WHAT THIS TASK INVOLVES: Pick out every line of the records that contains the string "green", treating uppercase and lowercase as distinct, and copy each such line.

===== INPUT MATERIAL =====

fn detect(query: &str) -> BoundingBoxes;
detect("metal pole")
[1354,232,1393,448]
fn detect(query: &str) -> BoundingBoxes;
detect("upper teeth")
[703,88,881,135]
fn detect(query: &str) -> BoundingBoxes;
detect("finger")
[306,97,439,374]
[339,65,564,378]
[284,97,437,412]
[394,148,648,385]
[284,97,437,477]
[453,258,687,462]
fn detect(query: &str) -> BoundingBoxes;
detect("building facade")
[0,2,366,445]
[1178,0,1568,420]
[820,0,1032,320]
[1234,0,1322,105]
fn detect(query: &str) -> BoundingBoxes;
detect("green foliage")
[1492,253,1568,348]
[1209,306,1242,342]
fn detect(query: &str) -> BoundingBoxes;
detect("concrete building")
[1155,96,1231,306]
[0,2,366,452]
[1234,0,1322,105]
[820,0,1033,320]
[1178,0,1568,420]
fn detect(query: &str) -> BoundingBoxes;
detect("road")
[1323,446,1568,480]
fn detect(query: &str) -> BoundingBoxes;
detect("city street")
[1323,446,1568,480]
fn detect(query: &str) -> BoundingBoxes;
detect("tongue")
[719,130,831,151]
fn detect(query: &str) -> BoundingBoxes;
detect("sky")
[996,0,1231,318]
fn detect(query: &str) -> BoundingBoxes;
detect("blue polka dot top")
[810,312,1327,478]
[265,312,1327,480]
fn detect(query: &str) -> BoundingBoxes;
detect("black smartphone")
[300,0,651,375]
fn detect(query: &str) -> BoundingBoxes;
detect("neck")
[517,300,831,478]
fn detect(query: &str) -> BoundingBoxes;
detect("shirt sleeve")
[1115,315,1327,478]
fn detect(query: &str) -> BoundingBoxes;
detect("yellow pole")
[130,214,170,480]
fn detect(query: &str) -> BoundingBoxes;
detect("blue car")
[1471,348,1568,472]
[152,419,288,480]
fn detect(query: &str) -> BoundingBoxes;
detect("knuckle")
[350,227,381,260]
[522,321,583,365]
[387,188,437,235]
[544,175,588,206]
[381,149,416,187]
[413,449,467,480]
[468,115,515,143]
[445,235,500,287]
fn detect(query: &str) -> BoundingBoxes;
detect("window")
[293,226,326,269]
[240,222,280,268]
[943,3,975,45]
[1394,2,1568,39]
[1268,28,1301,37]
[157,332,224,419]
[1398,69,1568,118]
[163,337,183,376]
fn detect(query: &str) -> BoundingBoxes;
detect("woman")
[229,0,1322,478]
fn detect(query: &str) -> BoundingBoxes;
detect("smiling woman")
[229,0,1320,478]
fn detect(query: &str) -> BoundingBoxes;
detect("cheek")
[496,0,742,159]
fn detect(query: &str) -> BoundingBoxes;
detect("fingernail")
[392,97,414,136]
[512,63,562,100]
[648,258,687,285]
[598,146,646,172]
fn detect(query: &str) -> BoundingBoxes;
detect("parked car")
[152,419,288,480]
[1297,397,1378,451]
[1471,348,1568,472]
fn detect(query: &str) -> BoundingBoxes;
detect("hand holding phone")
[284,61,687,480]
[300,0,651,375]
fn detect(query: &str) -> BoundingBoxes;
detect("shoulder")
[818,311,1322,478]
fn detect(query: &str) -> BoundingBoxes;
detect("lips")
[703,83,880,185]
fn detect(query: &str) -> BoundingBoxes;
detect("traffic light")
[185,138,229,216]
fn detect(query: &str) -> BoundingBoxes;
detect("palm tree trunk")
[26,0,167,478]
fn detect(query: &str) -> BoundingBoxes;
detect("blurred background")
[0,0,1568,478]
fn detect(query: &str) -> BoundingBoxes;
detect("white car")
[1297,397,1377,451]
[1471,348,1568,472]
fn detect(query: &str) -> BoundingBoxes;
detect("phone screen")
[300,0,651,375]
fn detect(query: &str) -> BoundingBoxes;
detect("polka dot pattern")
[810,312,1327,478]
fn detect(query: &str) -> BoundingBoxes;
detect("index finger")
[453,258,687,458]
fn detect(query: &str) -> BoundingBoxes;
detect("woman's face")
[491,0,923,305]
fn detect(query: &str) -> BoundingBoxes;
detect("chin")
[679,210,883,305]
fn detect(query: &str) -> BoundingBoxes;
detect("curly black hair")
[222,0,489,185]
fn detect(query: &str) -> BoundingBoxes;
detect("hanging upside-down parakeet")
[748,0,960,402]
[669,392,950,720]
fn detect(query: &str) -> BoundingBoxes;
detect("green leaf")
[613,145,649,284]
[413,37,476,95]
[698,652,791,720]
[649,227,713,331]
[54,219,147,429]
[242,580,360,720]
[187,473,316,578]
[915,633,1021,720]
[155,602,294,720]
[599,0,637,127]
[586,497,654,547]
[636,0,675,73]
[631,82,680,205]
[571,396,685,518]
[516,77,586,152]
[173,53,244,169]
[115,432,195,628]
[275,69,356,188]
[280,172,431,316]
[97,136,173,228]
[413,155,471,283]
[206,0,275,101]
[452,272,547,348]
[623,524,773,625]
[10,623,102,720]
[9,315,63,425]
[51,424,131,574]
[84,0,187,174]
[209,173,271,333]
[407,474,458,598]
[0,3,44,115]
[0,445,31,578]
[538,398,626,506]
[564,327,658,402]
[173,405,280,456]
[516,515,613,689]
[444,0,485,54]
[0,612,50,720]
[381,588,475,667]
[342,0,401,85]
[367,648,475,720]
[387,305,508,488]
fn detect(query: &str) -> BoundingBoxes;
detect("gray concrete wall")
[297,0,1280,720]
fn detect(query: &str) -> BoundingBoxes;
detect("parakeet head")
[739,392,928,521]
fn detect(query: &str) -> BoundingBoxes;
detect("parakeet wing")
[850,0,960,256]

=====

ANSWER TO THIS TASK:
detect("green foliage")
detect("green leaf")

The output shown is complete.